_Materials provided_:
============

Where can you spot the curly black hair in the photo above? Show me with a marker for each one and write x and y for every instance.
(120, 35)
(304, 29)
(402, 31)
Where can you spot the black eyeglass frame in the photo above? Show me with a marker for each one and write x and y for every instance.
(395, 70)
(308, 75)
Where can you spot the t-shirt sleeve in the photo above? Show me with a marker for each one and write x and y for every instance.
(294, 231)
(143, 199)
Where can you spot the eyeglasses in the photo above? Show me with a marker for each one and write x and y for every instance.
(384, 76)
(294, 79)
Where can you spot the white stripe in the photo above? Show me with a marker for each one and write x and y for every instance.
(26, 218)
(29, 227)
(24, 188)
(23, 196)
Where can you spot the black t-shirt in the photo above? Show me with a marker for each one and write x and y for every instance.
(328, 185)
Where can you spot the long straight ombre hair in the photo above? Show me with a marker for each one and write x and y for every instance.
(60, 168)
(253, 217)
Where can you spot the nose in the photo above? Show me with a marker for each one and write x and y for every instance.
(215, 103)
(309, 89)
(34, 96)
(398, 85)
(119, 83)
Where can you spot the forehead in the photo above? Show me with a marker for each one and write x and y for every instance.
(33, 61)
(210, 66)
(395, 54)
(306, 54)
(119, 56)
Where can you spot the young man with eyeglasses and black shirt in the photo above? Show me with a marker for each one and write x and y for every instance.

============

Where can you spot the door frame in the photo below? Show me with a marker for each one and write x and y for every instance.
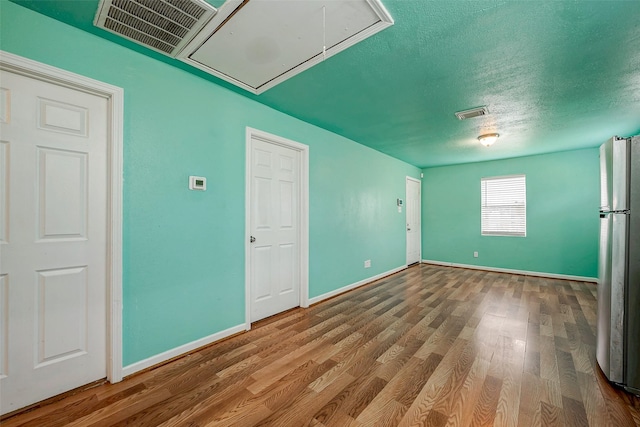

============

_Set task_:
Copy out the lines word for word, starting at the line containing "Where can you spot the long" and ending at the line containing "Where can you spot the young", with both of those lines included.

_Solved exercise_:
Where can you spot the long straight ombre hair in the photo above? Show me with a marker for each one and write x and y for every instance.
(60, 168)
(253, 217)
Where can you spot the nose in the photo above? Show me with a marker for each one and write x and y for every instance.
(215, 103)
(309, 89)
(34, 96)
(398, 85)
(119, 83)
Where can you spot the forehead in the photo above? Show me with a marker for each one and write x and y for every instance.
(33, 61)
(210, 66)
(395, 54)
(306, 54)
(119, 56)
Where can you spot the young man with eyeglasses and black shirt in the photo above? Show me with a marker for each one and write x and y for every instance.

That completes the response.